> Given problem A
According to the blog post, what two parameters does vault.sh take?
> Given problem B
From the blog post, reproduce word for word the part that opens with the words containing "This is so frakking" and closes with "my .thunderbird directory).".
> Given problem C
Decide whether each statement agrees with the blog post, and quote the words that settle it: (i) vault.sh wraps the mounting and unmounting of encfs mounts. (ii) The target "thunderbird" stands for a .thunderbird directory. (iii) The writer plans to hard-code the encrypted directories.
-- START OF Source text --
Posts Tagged ‘awk’

2012w01

Sunday, January 8th, 2012

column

The other day I wanted some prettier (tabularized) output and of course someone has already wanted this and of course there are tools for that :)

bash_completion

This is so frakking cool! I’ve built this little shellscript “vault.sh” which is a simple wrapper script for mounting and unmounting encfs mounts.

It takes two parameters: operation and target, where operation can be one of “lock” and “unlock”, and target—at present—resolves to “thunderbird” (signifying my .thunderbird directory).

Since I intend to expand this with more encrypted directories as I see fit, I don’t want to hard-code that.
-- END OF Source text --
-- START OF Rows --
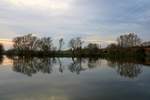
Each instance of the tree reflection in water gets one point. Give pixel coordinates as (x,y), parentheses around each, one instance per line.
(30,66)
(76,65)
(126,69)
(129,70)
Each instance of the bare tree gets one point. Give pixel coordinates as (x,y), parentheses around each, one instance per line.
(61,43)
(76,44)
(25,42)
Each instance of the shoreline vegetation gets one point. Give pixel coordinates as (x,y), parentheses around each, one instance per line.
(126,46)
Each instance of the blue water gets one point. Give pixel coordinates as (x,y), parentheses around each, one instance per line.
(78,79)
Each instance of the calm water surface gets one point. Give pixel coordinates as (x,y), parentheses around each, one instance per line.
(73,79)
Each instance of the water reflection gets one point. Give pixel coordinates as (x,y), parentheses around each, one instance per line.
(31,66)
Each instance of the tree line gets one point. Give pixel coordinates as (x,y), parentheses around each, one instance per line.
(44,46)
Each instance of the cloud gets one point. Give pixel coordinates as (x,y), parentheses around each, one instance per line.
(6,42)
(107,19)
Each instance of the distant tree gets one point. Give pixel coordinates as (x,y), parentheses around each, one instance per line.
(128,40)
(32,43)
(76,44)
(1,49)
(45,44)
(61,43)
(112,46)
(25,42)
(92,48)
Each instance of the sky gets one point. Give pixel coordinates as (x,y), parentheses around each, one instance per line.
(98,21)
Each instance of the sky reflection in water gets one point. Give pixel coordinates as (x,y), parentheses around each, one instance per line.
(73,79)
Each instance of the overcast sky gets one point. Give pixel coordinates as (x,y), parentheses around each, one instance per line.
(93,20)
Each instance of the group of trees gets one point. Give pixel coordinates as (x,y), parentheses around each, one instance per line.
(126,41)
(76,45)
(32,43)
(45,45)
(1,49)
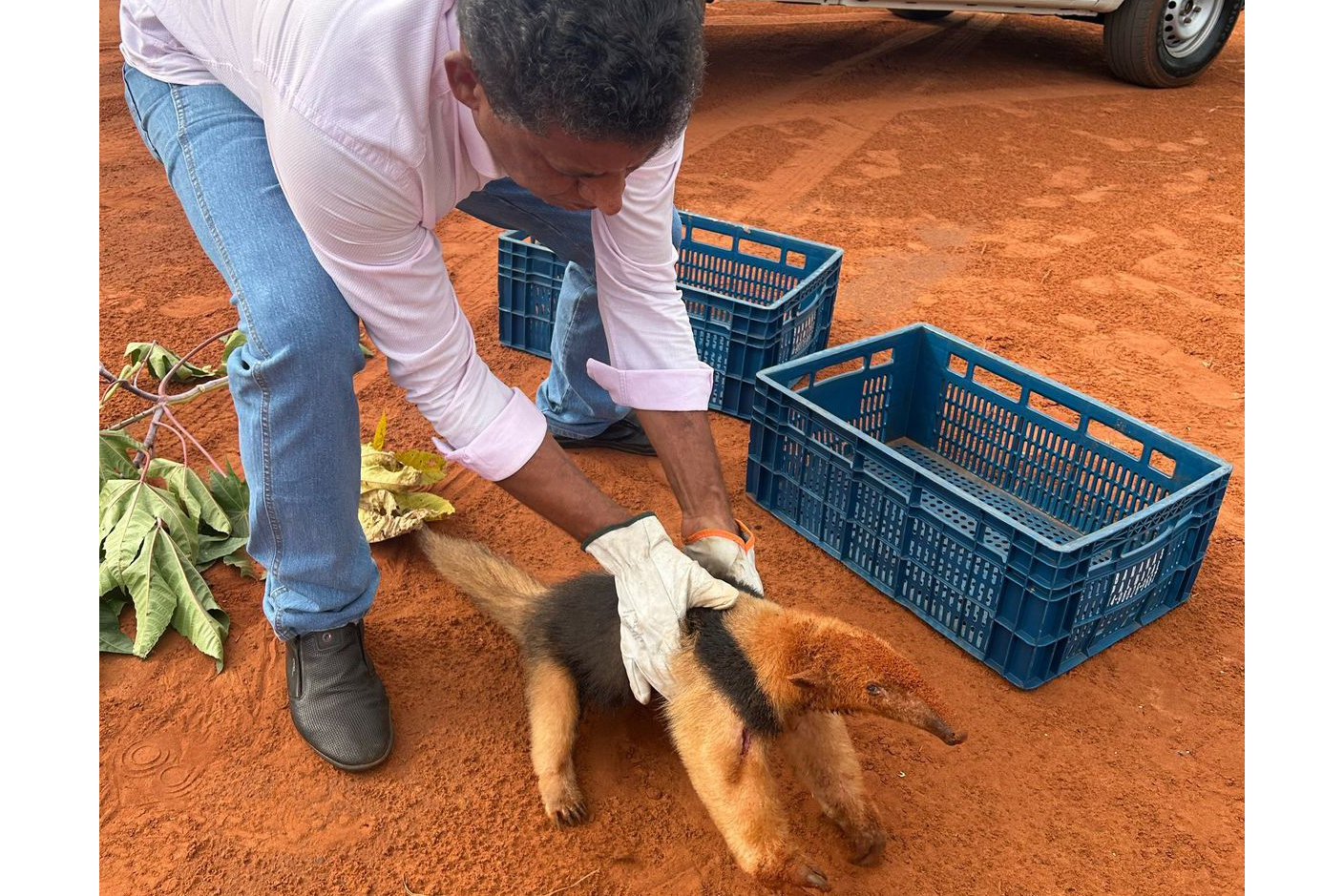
-- END OF Rows --
> Full response A
Operation and target.

> Full response B
This is so frakking cool! I’ve built this little shellscript “vault.sh” which is a simple wrapper script for mounting and unmounting encfs mounts.

It takes two parameters: operation and target, where operation can be one of “lock” and “unlock”, and target—at present—resolves to “thunderbird” (signifying my .thunderbird directory).

> Full response C
(i) Yes: "a simple wrapper script for mounting and unmounting encfs mounts"
(ii) Yes: "signifying my .thunderbird directory"
(iii) No: "I don’t want to hard-code that."